# [WORK INSTRUCTION]
For each line below that holds "every", return the line as it stands.

# [Items from a dataset]
■ ■ ■ ■ ■ ■ ■

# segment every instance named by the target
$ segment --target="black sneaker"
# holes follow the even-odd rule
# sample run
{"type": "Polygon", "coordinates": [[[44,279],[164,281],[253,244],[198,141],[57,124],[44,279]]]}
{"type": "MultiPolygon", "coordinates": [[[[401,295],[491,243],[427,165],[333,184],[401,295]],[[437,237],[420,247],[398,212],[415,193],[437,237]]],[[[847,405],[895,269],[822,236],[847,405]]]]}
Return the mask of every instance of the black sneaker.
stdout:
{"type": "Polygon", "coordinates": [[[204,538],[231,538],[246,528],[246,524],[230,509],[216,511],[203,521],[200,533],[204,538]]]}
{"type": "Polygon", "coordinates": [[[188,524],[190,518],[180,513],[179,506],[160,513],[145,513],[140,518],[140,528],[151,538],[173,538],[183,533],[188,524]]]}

■ ■ ■ ■ ■ ■ ■

# [RESULT OF THE TASK]
# segment every instance named by the target
Return the mask of every instance of the black sneaker.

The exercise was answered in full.